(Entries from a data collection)
• • • • • • •

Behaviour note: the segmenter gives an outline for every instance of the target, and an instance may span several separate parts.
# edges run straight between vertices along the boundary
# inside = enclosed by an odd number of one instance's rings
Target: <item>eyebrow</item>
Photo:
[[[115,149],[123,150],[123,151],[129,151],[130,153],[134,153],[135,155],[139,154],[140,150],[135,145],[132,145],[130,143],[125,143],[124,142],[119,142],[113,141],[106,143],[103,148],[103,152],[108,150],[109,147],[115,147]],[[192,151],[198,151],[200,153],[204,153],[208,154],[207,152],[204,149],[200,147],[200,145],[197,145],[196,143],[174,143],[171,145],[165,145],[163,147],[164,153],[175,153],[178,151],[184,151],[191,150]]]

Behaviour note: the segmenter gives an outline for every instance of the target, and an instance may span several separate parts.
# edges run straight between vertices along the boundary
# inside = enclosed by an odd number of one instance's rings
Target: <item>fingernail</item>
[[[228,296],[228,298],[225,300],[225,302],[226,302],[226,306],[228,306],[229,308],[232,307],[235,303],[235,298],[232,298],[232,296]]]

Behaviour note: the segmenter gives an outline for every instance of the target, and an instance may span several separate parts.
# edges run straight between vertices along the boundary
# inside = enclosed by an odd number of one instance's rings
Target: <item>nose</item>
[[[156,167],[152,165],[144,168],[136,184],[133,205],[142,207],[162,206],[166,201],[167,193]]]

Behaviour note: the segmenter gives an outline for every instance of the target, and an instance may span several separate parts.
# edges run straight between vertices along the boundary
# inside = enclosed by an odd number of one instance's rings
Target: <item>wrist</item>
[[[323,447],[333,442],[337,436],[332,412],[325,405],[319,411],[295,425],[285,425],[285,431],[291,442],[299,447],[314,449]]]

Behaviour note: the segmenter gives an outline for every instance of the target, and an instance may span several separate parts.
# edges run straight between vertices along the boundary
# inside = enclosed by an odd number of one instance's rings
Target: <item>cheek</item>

• • • • • • •

▸ **Stated goal**
Locate every line in the entries above that contains the string "item", and copy each of those lines.

▸ **Written solution**
Target: <item>eyebrow</item>
Target: <item>fingernail</item>
Target: <item>nose</item>
Target: <item>wrist</item>
Target: <item>cheek</item>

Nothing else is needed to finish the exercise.